Convert all the entries below into a JSON list of strings, one string per line, with blank lines dropped and the pictures left out.

** Begin Task data **

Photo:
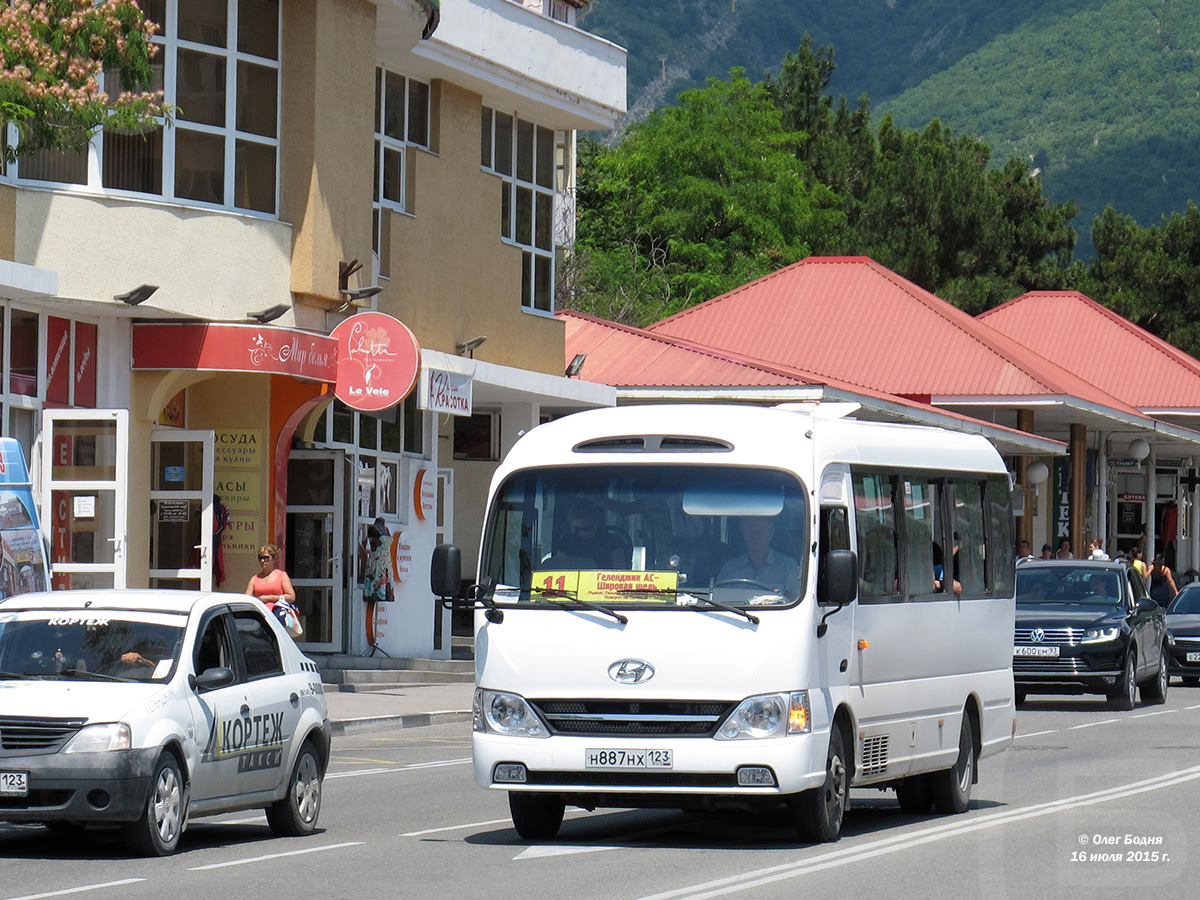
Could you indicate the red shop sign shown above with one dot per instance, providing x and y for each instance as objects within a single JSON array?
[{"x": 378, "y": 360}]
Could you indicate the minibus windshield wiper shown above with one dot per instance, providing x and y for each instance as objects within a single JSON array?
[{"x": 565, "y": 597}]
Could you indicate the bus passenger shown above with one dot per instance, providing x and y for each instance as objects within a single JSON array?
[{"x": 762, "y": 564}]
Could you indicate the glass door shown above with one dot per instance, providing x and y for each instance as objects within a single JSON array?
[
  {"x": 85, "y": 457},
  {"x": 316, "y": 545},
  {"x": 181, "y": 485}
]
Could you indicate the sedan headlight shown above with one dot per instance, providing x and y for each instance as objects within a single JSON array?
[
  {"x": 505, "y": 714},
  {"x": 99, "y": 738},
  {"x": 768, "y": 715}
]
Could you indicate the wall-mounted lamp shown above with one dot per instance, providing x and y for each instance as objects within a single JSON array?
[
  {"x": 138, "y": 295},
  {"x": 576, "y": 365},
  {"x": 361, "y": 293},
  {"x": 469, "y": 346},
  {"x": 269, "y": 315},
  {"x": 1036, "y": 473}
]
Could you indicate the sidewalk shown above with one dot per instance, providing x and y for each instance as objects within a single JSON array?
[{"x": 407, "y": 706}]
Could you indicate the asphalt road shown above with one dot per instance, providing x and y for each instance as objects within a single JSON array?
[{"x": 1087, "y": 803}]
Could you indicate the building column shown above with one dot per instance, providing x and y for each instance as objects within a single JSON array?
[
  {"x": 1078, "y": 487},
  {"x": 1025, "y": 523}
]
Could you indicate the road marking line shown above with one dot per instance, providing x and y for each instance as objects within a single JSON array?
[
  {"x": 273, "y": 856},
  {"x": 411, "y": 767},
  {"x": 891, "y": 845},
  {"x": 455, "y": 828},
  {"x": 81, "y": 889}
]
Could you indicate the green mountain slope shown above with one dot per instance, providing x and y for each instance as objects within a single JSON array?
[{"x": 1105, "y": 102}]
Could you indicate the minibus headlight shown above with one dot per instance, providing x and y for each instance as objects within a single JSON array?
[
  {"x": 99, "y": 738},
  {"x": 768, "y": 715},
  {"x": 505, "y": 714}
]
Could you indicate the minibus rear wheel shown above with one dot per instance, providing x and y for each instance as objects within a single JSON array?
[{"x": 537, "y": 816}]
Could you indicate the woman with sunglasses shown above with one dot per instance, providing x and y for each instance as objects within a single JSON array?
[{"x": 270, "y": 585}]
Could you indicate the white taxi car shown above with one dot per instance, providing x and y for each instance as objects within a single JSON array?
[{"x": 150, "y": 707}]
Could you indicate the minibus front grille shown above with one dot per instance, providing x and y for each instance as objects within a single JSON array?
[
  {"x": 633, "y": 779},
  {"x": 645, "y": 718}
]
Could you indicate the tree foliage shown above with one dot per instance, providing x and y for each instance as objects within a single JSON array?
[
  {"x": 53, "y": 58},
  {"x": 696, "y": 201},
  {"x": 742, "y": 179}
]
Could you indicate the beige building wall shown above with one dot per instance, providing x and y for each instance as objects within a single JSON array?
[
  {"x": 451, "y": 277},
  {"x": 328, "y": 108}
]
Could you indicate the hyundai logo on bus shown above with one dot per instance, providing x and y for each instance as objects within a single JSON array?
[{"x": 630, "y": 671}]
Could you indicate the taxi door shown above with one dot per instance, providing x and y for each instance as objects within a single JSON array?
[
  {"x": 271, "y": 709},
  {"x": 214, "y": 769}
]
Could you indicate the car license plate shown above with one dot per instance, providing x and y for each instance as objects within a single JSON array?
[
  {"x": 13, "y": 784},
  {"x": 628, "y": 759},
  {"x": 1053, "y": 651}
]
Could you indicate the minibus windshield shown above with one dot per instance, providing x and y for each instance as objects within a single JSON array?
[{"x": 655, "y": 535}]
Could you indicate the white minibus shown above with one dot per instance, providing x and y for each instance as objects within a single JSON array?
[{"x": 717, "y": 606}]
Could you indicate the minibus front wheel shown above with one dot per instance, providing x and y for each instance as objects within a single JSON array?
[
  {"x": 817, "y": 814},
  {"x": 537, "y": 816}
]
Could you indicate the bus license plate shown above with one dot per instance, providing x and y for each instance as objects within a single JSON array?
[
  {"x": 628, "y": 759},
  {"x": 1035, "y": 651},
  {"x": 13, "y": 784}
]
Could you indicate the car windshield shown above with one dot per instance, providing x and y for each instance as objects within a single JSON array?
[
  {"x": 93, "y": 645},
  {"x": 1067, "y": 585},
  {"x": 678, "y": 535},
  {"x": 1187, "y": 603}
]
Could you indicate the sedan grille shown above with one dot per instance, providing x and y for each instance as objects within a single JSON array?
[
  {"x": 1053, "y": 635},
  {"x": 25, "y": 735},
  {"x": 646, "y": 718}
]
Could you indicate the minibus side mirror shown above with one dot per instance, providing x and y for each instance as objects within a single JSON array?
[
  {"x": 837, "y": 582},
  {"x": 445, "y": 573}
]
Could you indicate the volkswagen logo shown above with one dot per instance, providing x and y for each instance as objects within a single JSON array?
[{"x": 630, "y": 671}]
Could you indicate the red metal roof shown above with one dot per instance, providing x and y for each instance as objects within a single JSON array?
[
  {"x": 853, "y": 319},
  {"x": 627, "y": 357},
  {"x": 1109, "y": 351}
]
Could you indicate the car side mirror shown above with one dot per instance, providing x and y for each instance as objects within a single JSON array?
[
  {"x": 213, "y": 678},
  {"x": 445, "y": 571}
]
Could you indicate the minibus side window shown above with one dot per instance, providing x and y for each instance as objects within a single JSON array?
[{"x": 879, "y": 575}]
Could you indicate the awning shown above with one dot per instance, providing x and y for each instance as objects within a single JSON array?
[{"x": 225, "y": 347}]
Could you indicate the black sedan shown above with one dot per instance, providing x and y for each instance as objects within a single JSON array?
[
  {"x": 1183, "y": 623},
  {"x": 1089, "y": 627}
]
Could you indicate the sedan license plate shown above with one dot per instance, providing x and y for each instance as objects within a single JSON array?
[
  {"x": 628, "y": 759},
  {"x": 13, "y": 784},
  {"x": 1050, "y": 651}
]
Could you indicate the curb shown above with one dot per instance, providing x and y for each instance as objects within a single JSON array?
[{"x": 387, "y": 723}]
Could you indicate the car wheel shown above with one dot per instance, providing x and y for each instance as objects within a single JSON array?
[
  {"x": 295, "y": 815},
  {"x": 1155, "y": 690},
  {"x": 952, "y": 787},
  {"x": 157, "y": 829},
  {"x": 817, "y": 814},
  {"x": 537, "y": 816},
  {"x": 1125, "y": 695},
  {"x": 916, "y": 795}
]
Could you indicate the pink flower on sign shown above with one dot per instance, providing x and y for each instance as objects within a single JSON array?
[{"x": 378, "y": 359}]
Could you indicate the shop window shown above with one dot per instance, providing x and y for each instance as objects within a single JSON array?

** End Task data **

Exercise solution.
[
  "Photo:",
  "Could you indicate the red shop sign shown above with one dot per instance, providing x and y for each instance as objects within a single JSON array?",
  "[{\"x\": 378, \"y\": 360}]",
  "Could you indicate the minibus windshield wiper shown above with one dot per instance, providing x and y for each instance as objects within a single JSON array?",
  "[{\"x\": 565, \"y\": 597}]",
  "Could you indicate the bus passenger shown above with one dot per instance, providing x and y for each instance as objects within a single JSON array?",
  "[{\"x\": 762, \"y\": 564}]",
  "Could you indicate the glass door shown above with one dot per instance, providing x and y for each instance as objects within a single JSON array?",
  "[",
  "  {\"x\": 85, \"y\": 457},",
  "  {\"x\": 316, \"y\": 545},",
  "  {\"x\": 181, \"y\": 485}",
  "]",
  "Could you indicate the sedan headlight shown above with one dot per instance, providing x and y for each instance as objects within a single JSON array?",
  "[",
  "  {\"x\": 505, \"y\": 714},",
  "  {\"x\": 99, \"y\": 738},",
  "  {\"x\": 768, \"y\": 715}",
  "]",
  "Could you indicate the wall-mounted lamp shown above with one dot per instance, providing x and y for each instance as objects within a single JSON array?",
  "[",
  "  {\"x\": 138, \"y\": 295},",
  "  {\"x\": 576, \"y\": 365},",
  "  {\"x\": 361, \"y\": 293},",
  "  {\"x\": 469, \"y\": 346},",
  "  {\"x\": 269, \"y\": 315},",
  "  {\"x\": 1036, \"y\": 473}",
  "]",
  "Could you indicate the sidewalk shown above with one dot per instance, providing x and y for each instance as objects within a single JSON array?",
  "[{\"x\": 407, \"y\": 706}]",
  "Could you indicate the asphalt road shown above with one dot per instance, providing x and y for each instance as objects within a single JSON array?",
  "[{\"x\": 1087, \"y\": 803}]",
  "Could you indicate the building column shown above with one dot per instance, providing x and y for each instance as objects within a single JSON array?",
  "[",
  "  {\"x\": 1078, \"y\": 487},",
  "  {\"x\": 1025, \"y\": 523}",
  "]",
  "Could you indicate the road marking line shown above with one dot per instance, providing x and y for each instance as objects within a single JSON array?",
  "[",
  "  {\"x\": 273, \"y\": 856},",
  "  {\"x\": 411, \"y\": 767},",
  "  {\"x\": 891, \"y\": 845},",
  "  {\"x\": 455, \"y\": 828},",
  "  {\"x\": 81, \"y\": 889}",
  "]",
  "Could you indicate the green mountain slope shown above with one dot per instance, providing x and y for each instance as objects within a single JSON array?",
  "[{\"x\": 1105, \"y\": 102}]",
  "Could you indicate the minibus headlight shown above with one dot per instance, providing x and y for each instance as objects within a single JSON array?",
  "[",
  "  {\"x\": 99, \"y\": 738},",
  "  {\"x\": 768, \"y\": 715},",
  "  {\"x\": 505, \"y\": 714}",
  "]",
  "Could you indicate the minibus rear wheel shown above with one dot per instance, providing x and y for each instance as objects within a single JSON array?",
  "[{\"x\": 537, \"y\": 816}]",
  "Could you indicate the woman with sunglasses shown above with one dot per instance, providing x and y for each instance as objects within a single JSON array?",
  "[{\"x\": 270, \"y\": 585}]",
  "Could you indicate the white taxi car shown above with one dot per instance, providing x and y for each instance as objects within a single JSON array?",
  "[{\"x\": 150, \"y\": 707}]",
  "Could you indicate the minibus front grille shown above with one dot per instance, providing x and y for each instance as objects within a single JSON array?",
  "[",
  "  {\"x\": 633, \"y\": 779},",
  "  {\"x\": 645, \"y\": 718}",
  "]",
  "Could you indicate the tree foliage shown above with one dot per instance, providing x and y for each instance as objects within a single JSON array?",
  "[",
  "  {\"x\": 53, \"y\": 58},",
  "  {\"x\": 696, \"y\": 201},",
  "  {\"x\": 742, \"y\": 179}",
  "]",
  "Could you indicate the beige building wall shown above with one dot per instance, providing x and y for each instance as objects within a single JSON array?",
  "[",
  "  {\"x\": 451, \"y\": 277},",
  "  {\"x\": 328, \"y\": 108}",
  "]",
  "Could you indicate the hyundai logo on bus shown above with one dot per instance, providing x and y for each instance as objects within a single JSON array?",
  "[{\"x\": 630, \"y\": 671}]",
  "Could you indicate the taxi door shown above with one dot per instance, providing x and y for each instance as objects within a single JSON array?",
  "[",
  "  {\"x\": 271, \"y\": 709},",
  "  {\"x\": 214, \"y\": 769}",
  "]",
  "Could you indicate the car license plate shown above with one dot per instance, providing x and y for each instance as objects within a single JSON array?",
  "[",
  "  {\"x\": 13, \"y\": 784},",
  "  {\"x\": 628, \"y\": 759},",
  "  {\"x\": 1053, \"y\": 651}",
  "]",
  "Could you indicate the minibus windshield shown above with one dot per instance, providing x and y for each instance as objects within a single JSON array?",
  "[{\"x\": 655, \"y\": 535}]",
  "Could you indicate the white minibus shown above with one dot per instance, providing x and y for each instance as objects within a single JSON array?",
  "[{\"x\": 717, \"y\": 606}]",
  "Could you indicate the minibus front wheel shown above with one dot per instance, providing x and y for each instance as objects within a single JSON array?",
  "[",
  "  {\"x\": 817, \"y\": 814},",
  "  {\"x\": 537, \"y\": 816}",
  "]",
  "Could you indicate the bus license plate shown above with one dot per instance, providing x and y for each instance as objects within a single JSON array?",
  "[",
  "  {\"x\": 628, \"y\": 759},",
  "  {\"x\": 1035, \"y\": 651},",
  "  {\"x\": 13, \"y\": 784}",
  "]",
  "Could you indicate the car windshield shown above with one dot per instance, providing x and y for each instance as objects within a single JSON array?",
  "[",
  "  {\"x\": 93, \"y\": 645},",
  "  {\"x\": 1067, \"y\": 585},",
  "  {\"x\": 678, \"y\": 535},",
  "  {\"x\": 1187, \"y\": 603}",
  "]",
  "Could you indicate the sedan grille shown above with one dot per instance, providing x and y for each instance as objects within a single JSON array?",
  "[",
  "  {\"x\": 1053, \"y\": 635},",
  "  {\"x\": 25, \"y\": 735},",
  "  {\"x\": 646, \"y\": 718}",
  "]",
  "Could you indicate the minibus side mirror shown above with one dot per instance, providing x and y for each instance as objects within a single JSON array?",
  "[",
  "  {\"x\": 837, \"y\": 582},",
  "  {\"x\": 445, \"y\": 573}",
  "]",
  "Could you indicate the volkswagen logo shown above with one dot per instance, providing x and y for each instance as objects within a single JSON array?",
  "[{\"x\": 630, \"y\": 671}]",
  "Could you indicate the red metal roof shown above with one dot per instance, providing x and y for each instance as objects within a single JSON array?",
  "[",
  "  {\"x\": 853, \"y\": 319},",
  "  {\"x\": 627, \"y\": 357},",
  "  {\"x\": 1109, \"y\": 351}",
  "]",
  "Could you indicate the car side mirror shown above with one dot per instance, providing x and y for each instance as objects within a single JSON array?",
  "[",
  "  {\"x\": 213, \"y\": 678},",
  "  {\"x\": 445, \"y\": 571}",
  "]",
  "Could you indicate the minibus side window shown above with one dot per instance, providing x and y for each instance as objects within a single JSON array?",
  "[{\"x\": 879, \"y\": 575}]",
  "Could you indicate the awning shown above with one dot per instance, providing x and y for each instance as objects within a single JSON array?",
  "[{\"x\": 225, \"y\": 347}]",
  "Could you indicate the black sedan shown above with one dot per instance, providing x and y for each instance as objects within a single JSON array?",
  "[",
  "  {\"x\": 1183, \"y\": 623},",
  "  {\"x\": 1089, \"y\": 627}",
  "]",
  "Could you indicate the sedan license plate shown above with one dot per instance, providing x and y for each instance as objects within a single JSON array?",
  "[",
  "  {\"x\": 628, \"y\": 759},",
  "  {\"x\": 13, \"y\": 784},",
  "  {\"x\": 1050, \"y\": 651}",
  "]",
  "Could you indicate the curb shown above with one dot per instance, providing x and y for each instance as objects within a single JSON array?",
  "[{\"x\": 387, \"y\": 723}]",
  "Could you indicate the car wheel shown above with one dot per instance, providing x and y for each instance as objects within a single JSON array?",
  "[",
  "  {\"x\": 295, \"y\": 815},",
  "  {\"x\": 1155, \"y\": 690},",
  "  {\"x\": 952, \"y\": 787},",
  "  {\"x\": 157, \"y\": 829},",
  "  {\"x\": 817, \"y\": 814},",
  "  {\"x\": 537, \"y\": 816},",
  "  {\"x\": 1125, \"y\": 695},",
  "  {\"x\": 916, \"y\": 795}",
  "]",
  "Could you indicate the pink flower on sign shown above with one dot per instance, providing x and y for each instance as objects within a single JSON array?",
  "[{\"x\": 378, \"y\": 359}]",
  "Could you indicate the shop window shown above with one dot per instance, providing x and y for each instance as objects within a single JSON array?"
]